(Records from a data source)

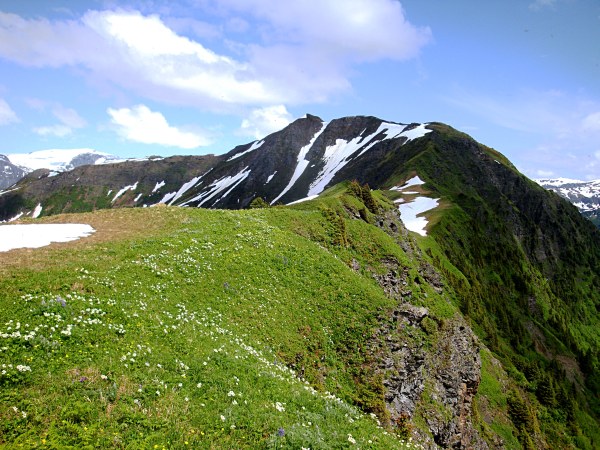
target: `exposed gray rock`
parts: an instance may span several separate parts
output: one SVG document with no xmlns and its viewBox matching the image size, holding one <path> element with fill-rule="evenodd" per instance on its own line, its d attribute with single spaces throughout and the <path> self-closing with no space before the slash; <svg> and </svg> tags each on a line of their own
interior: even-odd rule
<svg viewBox="0 0 600 450">
<path fill-rule="evenodd" d="M 479 342 L 462 319 L 442 327 L 426 366 L 430 397 L 443 406 L 424 406 L 435 443 L 442 448 L 487 449 L 471 421 L 472 402 L 481 380 Z"/>
<path fill-rule="evenodd" d="M 398 222 L 398 214 L 388 211 L 377 225 L 420 265 L 419 276 L 408 280 L 407 269 L 388 258 L 382 261 L 388 272 L 374 275 L 385 293 L 399 301 L 381 319 L 373 341 L 378 347 L 373 350 L 380 355 L 378 370 L 383 374 L 391 425 L 404 427 L 403 432 L 412 430 L 427 449 L 488 449 L 471 418 L 481 373 L 479 342 L 461 317 L 438 323 L 429 317 L 427 308 L 409 303 L 409 281 L 428 283 L 437 294 L 443 292 L 444 284 L 403 233 L 402 224 L 391 226 Z M 425 418 L 428 430 L 406 426 L 415 413 Z"/>
<path fill-rule="evenodd" d="M 8 157 L 0 155 L 0 189 L 12 186 L 25 176 L 25 171 L 10 162 Z"/>
</svg>

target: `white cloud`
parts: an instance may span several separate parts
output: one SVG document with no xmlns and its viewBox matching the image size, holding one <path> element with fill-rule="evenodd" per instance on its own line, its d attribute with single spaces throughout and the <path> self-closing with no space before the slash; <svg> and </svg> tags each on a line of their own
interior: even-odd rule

What you have to do:
The expected answer is every line in the data above that carries the string "target".

Response to this task:
target: `exposed gray rock`
target: `white cloud`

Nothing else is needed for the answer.